- [Work to do]:
Rewrite every line from the start of the items through the line with "[(145, 197), (263, 233), (371, 239), (408, 212), (43, 212)]", adding 119 to each coordinate in the answers. Copy all other lines unchanged, including the coordinates in the sample formats.

::::

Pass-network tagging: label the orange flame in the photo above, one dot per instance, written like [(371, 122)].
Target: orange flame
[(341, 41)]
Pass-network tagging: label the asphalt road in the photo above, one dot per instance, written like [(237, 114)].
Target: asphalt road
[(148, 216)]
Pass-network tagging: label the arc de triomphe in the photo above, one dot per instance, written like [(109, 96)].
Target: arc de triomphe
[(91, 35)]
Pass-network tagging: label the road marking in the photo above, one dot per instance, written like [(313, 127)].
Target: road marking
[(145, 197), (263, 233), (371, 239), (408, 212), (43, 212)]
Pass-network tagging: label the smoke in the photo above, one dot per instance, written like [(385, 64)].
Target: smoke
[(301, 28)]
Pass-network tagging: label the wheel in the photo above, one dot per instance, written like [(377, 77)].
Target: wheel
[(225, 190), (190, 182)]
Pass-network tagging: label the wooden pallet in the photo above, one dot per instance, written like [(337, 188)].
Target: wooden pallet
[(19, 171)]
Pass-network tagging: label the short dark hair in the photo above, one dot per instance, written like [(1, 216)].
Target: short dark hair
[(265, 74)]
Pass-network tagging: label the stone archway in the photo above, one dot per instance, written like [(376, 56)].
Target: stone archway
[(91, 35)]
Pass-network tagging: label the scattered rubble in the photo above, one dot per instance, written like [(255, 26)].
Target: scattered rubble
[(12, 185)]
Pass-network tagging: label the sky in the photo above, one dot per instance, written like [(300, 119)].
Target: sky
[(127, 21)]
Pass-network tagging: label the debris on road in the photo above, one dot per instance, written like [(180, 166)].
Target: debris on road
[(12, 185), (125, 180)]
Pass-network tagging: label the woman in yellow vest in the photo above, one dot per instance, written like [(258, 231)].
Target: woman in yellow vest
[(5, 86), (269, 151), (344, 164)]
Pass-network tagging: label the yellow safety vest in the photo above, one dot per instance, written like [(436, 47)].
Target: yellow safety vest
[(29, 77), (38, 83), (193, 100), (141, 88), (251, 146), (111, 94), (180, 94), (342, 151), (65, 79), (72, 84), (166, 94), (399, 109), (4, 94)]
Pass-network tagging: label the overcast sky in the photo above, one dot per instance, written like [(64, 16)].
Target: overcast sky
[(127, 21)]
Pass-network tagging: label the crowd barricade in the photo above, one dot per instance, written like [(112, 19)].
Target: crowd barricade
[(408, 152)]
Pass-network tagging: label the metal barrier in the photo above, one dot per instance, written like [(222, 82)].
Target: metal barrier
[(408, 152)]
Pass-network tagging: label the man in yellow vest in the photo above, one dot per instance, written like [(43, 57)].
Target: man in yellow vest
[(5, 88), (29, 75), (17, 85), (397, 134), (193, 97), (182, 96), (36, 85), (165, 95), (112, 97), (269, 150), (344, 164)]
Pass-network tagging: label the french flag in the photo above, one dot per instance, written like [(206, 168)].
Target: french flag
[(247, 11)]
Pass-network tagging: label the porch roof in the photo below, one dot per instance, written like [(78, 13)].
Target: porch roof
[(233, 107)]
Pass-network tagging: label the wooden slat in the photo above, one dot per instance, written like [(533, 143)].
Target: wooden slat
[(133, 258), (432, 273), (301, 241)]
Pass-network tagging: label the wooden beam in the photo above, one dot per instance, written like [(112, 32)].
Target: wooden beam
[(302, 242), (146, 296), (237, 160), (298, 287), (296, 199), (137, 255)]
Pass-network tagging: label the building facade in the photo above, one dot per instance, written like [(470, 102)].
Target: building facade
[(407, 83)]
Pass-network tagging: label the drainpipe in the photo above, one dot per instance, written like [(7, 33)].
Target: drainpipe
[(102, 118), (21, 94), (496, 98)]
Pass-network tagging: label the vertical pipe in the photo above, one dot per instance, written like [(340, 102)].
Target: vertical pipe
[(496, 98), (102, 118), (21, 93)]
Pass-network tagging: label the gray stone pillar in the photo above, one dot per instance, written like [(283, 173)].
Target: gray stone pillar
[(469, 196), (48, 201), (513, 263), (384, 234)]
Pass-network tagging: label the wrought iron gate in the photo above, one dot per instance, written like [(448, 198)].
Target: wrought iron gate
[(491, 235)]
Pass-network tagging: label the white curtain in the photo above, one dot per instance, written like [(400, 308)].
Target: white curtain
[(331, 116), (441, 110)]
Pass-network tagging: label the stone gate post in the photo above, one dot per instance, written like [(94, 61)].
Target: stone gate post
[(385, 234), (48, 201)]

::::

- [Result]:
Pass-network tagging: label the orange flame in the photo above, one dot per instance, written like [(371, 122)].
Target: orange flame
[(460, 160)]
Pass-network tagging: label the asphalt road in the photo above, one dot per instance, written like [(237, 114)].
Target: asphalt road
[(267, 335)]
Pass-network tagging: label the arc de triomphe in the photo above, one dot per instance, written like [(109, 96)].
Target: arc de triomphe
[(210, 154)]
Pass-network tagging: label the road marking in the photo above, one dot per instance, written like [(313, 127)].
Target: road marking
[(264, 316), (382, 352), (490, 358), (527, 331), (162, 331)]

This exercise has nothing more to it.